#### [EXERCISE OBJECTIVE]
Beginning at the line containing "Would you mind annotating the dark rock", output every line to the end of the data below exactly as it appears.

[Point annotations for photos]
※

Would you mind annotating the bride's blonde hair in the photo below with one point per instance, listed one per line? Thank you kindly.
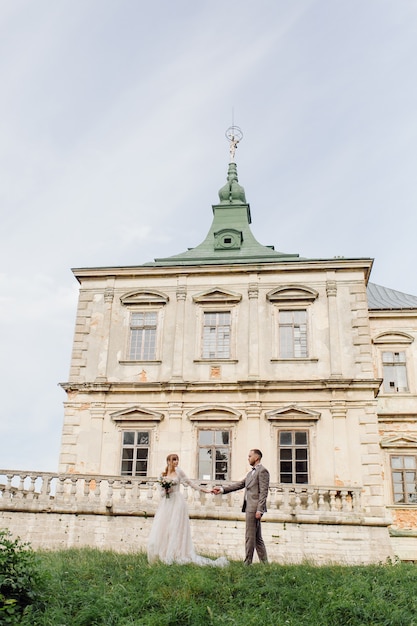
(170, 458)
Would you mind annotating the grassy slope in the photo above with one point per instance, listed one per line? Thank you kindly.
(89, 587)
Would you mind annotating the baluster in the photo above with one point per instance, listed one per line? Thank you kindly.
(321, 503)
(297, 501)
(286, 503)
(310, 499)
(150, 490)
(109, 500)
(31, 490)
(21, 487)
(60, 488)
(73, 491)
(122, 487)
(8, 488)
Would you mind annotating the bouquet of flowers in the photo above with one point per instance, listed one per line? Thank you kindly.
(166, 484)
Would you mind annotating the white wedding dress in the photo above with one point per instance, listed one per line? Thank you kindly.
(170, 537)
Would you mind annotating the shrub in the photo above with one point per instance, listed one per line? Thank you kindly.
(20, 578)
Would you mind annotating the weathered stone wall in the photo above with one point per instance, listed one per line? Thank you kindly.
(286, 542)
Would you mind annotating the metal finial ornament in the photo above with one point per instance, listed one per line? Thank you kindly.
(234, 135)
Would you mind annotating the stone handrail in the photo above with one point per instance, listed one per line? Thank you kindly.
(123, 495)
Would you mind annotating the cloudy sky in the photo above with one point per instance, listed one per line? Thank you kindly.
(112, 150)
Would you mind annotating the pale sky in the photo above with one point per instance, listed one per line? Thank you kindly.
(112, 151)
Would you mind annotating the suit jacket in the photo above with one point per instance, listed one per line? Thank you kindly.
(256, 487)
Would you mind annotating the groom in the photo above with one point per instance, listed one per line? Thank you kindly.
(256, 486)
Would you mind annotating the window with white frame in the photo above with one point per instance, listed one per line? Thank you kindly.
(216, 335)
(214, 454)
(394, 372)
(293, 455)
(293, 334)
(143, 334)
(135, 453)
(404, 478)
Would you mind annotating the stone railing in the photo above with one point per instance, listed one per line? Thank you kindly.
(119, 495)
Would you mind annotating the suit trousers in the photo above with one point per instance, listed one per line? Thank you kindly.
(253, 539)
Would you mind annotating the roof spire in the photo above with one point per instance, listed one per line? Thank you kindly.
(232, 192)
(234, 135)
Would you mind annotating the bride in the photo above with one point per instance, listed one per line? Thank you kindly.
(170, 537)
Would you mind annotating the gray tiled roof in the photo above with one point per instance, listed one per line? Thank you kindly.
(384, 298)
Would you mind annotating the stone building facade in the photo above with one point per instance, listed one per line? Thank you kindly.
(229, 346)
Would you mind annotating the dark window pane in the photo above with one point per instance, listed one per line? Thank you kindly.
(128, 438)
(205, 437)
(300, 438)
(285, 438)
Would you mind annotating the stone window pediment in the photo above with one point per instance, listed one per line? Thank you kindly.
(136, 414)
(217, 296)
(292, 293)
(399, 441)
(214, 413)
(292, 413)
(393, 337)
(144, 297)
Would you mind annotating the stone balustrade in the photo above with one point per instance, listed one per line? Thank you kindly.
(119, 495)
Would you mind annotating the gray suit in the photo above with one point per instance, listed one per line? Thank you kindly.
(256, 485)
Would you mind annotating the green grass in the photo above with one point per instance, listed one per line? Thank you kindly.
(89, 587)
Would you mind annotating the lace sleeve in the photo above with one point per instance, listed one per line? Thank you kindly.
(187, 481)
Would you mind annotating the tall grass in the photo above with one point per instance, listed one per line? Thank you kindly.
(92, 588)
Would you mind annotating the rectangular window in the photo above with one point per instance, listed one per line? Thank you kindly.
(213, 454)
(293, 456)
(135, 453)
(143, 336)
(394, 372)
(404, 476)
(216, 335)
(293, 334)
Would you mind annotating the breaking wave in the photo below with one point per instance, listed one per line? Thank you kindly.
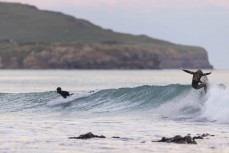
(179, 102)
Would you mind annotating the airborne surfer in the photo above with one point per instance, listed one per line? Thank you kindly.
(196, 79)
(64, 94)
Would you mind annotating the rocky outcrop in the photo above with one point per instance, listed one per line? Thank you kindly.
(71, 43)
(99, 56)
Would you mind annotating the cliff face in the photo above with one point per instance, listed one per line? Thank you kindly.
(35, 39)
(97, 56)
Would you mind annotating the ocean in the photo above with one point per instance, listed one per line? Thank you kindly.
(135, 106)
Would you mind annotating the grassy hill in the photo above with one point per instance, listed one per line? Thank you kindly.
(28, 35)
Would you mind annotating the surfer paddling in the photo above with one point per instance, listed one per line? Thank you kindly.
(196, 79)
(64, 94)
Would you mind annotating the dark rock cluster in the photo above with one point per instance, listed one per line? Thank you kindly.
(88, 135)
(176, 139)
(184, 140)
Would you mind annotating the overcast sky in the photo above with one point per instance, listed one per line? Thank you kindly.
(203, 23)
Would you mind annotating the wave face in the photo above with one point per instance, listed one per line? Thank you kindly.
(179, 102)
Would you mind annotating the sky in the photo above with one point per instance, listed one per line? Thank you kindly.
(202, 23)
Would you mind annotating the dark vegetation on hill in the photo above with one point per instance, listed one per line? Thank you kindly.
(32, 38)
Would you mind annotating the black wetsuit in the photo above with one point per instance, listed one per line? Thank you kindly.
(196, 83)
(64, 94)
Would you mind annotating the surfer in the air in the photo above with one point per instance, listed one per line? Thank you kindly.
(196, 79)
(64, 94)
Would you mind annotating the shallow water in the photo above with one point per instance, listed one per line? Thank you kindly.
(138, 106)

※

#### [OUTPUT FOR THIS TASK]
Would you mind annotating the dark rock cluster in the photo above with one point per instance, listed one per line? Thank you kindly.
(88, 135)
(176, 139)
(184, 140)
Would you mind annotating the overcast sky in the photo above with one point per instance, listed one per line? Thank you kindly.
(203, 23)
Would you mind annotating the wave face in the photo above with one point per instance, listed one per line? Thank you kindly.
(179, 102)
Would you mind annotating the sky in the photo above with one point per instance, listed one per line? Thank you kindly.
(202, 23)
Would you mind annotating the dark vegetation on hill in the photo above with one point per instance, listed one per line? Thank you kindly.
(32, 38)
Would you mind annotating the black wetsuit in the photo above with one point per instance, listed one per line? Thank you kindly.
(196, 83)
(64, 94)
Would you mind annotating the surfer in the air in the photo above with one point per instance, listed one per line? Thank you kindly.
(196, 79)
(64, 94)
Would you mind annotating the shallow water in the photo above with one point per instance, listed one per line? Thank you kindly.
(138, 106)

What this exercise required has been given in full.